§ **YOUR TASK**:
Nothing but an exact copy is wanted here: the line with "Guideline: one keypoint for each instance of the white pickup" and all the lines that follow it in the entries below.

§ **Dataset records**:
────

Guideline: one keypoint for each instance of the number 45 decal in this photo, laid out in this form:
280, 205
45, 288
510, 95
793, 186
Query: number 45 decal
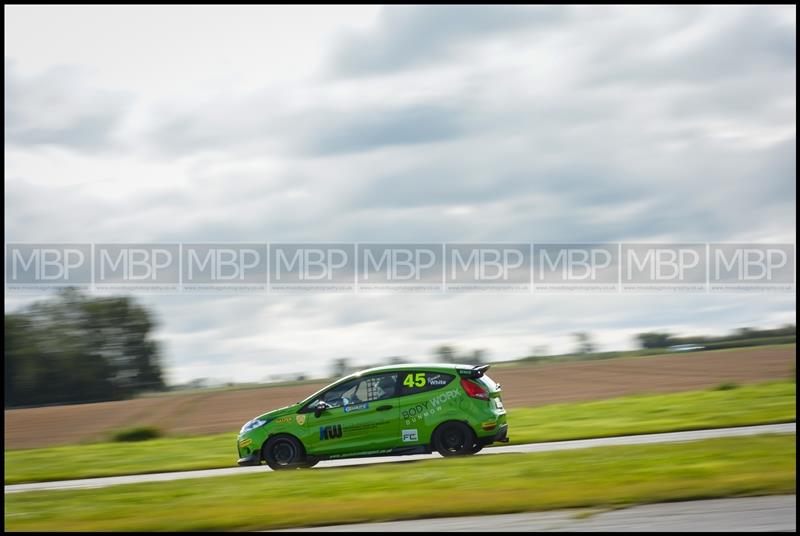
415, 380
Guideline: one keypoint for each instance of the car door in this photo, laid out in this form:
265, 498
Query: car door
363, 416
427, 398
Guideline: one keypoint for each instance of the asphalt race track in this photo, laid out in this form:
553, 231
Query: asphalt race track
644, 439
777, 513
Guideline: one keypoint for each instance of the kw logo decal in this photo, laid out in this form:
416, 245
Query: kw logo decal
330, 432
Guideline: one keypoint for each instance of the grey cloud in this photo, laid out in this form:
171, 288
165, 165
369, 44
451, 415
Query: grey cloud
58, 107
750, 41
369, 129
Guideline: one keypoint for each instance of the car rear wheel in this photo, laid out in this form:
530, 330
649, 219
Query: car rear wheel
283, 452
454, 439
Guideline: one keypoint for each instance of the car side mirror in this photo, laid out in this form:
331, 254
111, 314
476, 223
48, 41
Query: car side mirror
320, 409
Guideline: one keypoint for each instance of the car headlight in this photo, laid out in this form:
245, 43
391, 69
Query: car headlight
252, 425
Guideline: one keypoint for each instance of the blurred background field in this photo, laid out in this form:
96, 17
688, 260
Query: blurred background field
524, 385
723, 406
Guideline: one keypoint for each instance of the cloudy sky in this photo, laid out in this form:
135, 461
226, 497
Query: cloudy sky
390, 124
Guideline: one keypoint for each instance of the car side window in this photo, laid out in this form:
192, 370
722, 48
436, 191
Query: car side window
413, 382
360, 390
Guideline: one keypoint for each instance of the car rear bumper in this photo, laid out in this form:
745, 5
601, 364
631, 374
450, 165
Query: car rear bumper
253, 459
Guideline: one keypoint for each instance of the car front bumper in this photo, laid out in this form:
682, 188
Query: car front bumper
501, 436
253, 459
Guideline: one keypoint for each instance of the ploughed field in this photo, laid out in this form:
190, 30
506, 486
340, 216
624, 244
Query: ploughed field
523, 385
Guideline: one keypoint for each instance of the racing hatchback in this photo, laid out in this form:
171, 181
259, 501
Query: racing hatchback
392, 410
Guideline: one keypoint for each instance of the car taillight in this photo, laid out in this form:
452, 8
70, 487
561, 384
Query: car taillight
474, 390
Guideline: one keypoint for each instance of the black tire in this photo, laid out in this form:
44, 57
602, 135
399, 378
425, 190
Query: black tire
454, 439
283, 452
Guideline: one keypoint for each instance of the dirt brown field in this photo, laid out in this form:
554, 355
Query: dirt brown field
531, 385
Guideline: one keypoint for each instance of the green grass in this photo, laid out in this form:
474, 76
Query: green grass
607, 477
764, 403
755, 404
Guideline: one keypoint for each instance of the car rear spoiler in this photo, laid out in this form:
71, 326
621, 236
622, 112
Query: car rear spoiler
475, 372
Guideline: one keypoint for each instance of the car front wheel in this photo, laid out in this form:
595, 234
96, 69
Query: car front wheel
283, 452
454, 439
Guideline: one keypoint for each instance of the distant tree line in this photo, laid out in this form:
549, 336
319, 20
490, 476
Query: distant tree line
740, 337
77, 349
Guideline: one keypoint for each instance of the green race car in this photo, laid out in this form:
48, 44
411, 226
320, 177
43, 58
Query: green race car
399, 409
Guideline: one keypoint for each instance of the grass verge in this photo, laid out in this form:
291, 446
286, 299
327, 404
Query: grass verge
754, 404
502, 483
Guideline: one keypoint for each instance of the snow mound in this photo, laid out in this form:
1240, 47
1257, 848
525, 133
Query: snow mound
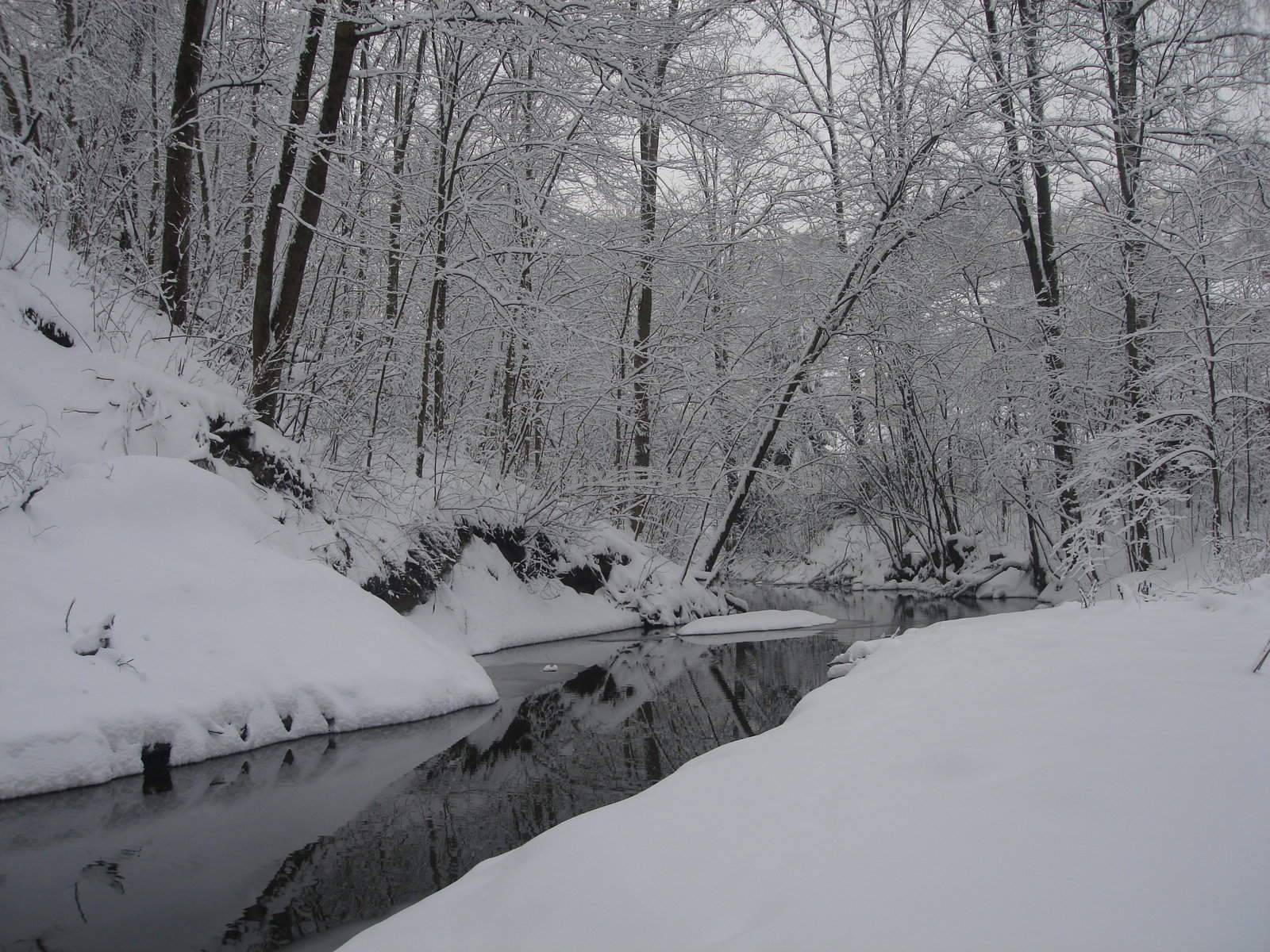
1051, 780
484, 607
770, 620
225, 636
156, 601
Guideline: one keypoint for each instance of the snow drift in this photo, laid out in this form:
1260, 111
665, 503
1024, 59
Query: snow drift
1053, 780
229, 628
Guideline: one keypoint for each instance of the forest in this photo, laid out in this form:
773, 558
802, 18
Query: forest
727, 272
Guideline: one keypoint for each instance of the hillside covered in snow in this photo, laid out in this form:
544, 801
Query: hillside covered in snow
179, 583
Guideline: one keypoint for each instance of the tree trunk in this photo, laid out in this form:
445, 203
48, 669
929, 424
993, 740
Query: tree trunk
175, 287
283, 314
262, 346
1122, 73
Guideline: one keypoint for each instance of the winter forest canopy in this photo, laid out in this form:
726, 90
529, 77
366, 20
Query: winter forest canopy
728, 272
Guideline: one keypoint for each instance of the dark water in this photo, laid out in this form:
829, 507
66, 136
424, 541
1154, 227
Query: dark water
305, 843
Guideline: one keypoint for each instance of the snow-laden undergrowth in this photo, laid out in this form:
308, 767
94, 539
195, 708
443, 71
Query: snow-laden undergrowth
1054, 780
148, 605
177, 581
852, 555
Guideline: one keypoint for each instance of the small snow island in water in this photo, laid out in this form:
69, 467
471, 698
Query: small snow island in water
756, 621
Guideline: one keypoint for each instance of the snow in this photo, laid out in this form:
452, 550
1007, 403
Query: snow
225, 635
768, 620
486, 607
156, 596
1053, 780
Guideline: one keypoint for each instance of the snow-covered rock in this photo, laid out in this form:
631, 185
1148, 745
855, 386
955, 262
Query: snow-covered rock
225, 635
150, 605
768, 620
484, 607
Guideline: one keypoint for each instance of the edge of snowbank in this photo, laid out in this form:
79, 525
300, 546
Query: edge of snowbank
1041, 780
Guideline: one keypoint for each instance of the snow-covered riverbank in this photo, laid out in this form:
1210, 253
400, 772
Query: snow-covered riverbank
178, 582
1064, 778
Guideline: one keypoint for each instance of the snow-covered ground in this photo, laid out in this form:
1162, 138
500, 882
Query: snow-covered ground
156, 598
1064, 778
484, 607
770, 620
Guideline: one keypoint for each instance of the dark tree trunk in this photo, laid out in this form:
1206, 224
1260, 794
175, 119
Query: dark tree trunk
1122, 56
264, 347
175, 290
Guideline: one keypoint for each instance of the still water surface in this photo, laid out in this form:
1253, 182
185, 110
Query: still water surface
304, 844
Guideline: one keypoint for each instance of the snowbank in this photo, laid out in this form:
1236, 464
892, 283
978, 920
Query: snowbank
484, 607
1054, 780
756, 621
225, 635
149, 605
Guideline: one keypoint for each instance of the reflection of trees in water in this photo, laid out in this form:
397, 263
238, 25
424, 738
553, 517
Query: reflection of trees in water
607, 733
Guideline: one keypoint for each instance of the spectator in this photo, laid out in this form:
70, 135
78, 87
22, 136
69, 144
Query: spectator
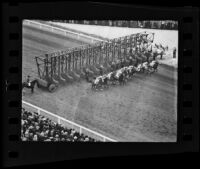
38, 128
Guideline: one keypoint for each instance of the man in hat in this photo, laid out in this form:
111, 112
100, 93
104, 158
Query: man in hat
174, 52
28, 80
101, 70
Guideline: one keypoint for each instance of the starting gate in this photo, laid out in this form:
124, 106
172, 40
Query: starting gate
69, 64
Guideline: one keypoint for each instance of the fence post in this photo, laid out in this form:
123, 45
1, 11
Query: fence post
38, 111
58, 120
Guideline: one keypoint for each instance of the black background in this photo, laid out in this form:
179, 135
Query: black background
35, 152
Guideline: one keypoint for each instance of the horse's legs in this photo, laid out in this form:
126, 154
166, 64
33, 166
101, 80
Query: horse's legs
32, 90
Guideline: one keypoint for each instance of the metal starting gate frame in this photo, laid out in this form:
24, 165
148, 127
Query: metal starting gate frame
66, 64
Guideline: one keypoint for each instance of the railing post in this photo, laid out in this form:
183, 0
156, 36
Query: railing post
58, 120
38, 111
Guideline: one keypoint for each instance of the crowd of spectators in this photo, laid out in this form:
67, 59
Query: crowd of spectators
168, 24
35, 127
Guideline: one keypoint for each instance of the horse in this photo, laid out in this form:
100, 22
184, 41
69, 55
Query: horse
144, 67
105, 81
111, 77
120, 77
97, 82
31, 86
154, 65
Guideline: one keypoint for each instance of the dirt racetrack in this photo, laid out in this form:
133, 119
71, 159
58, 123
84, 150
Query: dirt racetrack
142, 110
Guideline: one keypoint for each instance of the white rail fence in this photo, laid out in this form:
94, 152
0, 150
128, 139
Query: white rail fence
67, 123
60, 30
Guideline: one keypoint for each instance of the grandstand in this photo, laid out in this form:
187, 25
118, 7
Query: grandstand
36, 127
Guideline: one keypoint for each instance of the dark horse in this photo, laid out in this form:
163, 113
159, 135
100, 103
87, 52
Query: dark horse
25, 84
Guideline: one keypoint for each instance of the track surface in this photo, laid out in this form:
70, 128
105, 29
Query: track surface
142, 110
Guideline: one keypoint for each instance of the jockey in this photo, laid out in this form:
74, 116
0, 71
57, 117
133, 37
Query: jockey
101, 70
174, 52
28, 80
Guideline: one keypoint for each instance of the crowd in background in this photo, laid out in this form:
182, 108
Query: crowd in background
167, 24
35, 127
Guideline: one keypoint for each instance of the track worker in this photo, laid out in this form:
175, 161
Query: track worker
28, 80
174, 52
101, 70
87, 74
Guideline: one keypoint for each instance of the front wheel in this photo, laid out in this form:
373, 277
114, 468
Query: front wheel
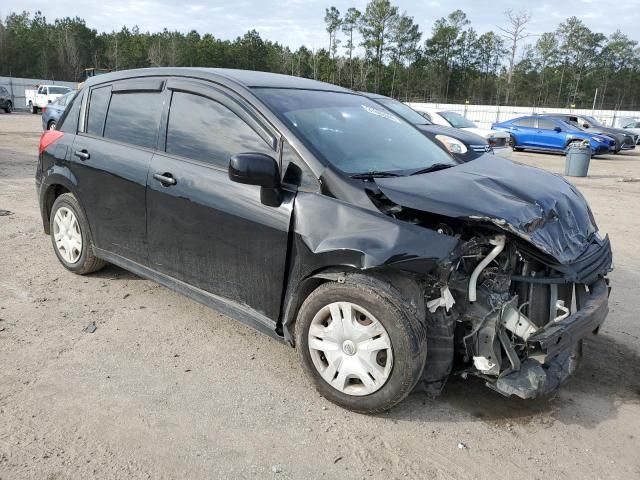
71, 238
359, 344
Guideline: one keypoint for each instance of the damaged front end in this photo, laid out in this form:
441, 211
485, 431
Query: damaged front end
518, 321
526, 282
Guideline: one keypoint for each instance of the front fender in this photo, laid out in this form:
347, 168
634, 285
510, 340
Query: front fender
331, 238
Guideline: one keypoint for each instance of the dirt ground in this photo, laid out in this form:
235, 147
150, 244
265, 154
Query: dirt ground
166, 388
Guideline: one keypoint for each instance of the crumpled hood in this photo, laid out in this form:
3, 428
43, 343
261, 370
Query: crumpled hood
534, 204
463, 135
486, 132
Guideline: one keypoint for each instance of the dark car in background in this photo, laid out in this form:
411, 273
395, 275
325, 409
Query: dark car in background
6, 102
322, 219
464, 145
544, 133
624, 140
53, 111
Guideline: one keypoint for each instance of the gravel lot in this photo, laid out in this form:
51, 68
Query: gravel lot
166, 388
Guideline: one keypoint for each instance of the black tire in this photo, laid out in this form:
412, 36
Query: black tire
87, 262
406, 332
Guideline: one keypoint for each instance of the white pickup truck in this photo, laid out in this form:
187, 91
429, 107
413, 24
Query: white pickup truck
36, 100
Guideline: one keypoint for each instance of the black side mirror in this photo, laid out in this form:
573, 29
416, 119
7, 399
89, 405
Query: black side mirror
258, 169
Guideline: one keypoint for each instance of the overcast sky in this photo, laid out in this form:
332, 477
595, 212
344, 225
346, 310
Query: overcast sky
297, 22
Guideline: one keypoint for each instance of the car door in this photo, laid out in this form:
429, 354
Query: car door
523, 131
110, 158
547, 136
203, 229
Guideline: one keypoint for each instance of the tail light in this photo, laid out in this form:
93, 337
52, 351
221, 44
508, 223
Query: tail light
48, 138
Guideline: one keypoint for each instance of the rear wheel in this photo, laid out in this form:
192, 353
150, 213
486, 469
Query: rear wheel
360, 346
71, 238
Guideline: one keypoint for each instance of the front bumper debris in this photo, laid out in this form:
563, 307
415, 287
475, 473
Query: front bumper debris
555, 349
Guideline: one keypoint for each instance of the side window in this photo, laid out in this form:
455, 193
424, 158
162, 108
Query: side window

────

§ **ANSWER SECTION**:
Guideline: one keypoint for each instance of the white pickup truck in this photo, laid out in this form:
187, 91
429, 107
413, 24
Query: white pickup truck
36, 100
Guideline: one keypoint for each instance of the black side mirror in this photo, laid out in this form:
573, 29
416, 119
7, 399
89, 405
Query: black side mirror
258, 169
Guideline: one keypoint for each instance of the overcast sky in this photo, laid out in this form:
332, 477
595, 212
344, 225
346, 310
Query: overcast sky
297, 22
Guideline: one keypoint for each instance of the car door in this photo, laid out in this form:
429, 354
Query: car door
523, 131
110, 158
547, 136
203, 229
Guideline: one keypoint for each instance of the tail light in this photo, laid out in this form:
93, 337
52, 351
221, 44
508, 223
Query: tail light
48, 138
Guideline: one keypoint for each instance of the rear wheel in this photo, laid out in this form:
192, 353
150, 213
486, 469
Query: rear wheel
360, 346
71, 238
Guideline: one keypoint for each instance of the front bumper debris in this photo, laid out in this form:
563, 307
415, 287
475, 473
Query: front bumper debris
555, 349
Guideline: one keypoint for each instance of the side window in this photo, laid out in this form:
455, 193
424, 158
162, 108
Query: side window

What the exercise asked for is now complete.